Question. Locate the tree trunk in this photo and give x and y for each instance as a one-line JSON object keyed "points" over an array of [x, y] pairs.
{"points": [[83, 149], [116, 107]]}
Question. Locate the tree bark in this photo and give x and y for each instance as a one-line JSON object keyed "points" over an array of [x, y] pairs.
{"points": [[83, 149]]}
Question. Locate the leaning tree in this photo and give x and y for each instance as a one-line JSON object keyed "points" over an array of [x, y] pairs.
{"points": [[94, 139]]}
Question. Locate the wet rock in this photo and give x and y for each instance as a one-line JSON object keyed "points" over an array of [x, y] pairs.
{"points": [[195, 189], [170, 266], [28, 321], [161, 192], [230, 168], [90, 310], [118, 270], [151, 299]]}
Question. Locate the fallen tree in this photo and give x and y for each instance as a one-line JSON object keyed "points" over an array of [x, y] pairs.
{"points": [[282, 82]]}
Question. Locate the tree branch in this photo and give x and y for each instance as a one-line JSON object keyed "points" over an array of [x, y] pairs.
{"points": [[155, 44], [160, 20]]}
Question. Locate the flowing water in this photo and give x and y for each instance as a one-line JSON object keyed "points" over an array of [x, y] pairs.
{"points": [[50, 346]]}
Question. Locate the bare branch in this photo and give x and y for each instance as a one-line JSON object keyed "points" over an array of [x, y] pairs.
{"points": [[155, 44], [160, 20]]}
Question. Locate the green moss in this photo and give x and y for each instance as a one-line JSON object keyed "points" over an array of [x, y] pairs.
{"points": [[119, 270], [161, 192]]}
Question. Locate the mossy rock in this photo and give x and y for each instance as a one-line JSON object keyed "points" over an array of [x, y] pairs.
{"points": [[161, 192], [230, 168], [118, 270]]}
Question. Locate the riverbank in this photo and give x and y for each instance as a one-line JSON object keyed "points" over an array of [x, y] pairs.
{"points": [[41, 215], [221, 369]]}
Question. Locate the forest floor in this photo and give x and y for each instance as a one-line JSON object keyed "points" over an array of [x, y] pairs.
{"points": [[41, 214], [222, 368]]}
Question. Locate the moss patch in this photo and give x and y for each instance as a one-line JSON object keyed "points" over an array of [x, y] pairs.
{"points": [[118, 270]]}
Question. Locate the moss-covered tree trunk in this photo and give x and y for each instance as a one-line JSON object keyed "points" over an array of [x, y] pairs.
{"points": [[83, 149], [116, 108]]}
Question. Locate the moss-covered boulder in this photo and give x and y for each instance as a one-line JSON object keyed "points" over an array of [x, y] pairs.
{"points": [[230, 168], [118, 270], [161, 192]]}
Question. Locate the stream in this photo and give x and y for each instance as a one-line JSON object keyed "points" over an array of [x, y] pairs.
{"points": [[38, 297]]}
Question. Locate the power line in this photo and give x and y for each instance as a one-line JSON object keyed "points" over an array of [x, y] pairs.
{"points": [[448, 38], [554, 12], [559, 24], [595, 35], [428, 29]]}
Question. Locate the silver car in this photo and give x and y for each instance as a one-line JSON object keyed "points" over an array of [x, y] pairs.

···

INSTRUCTIONS FOR THE TASK
Reproduce the material from the line containing "Question. Locate the stream" through the end of the material, replacing "instance" with "occurrence" and leaving everything else unchanged.

THE OUTPUT
Question. Locate the stream in this photo and give x and y for each occurrence as a one-line JSON object keyed "points" over an array of [x, y] pairs.
{"points": [[38, 297]]}
Question. Locate the power line in this photo and give x and y for each occurrence as a one-line JSON object keyed "points" over an array of [x, y] pairs.
{"points": [[448, 38], [554, 12], [559, 24], [595, 35], [428, 29]]}
Question. Locate the silver car in this photo and give x and y for each occurrence as a one-line JSON object keyed "points" over an array of [x, y] pairs.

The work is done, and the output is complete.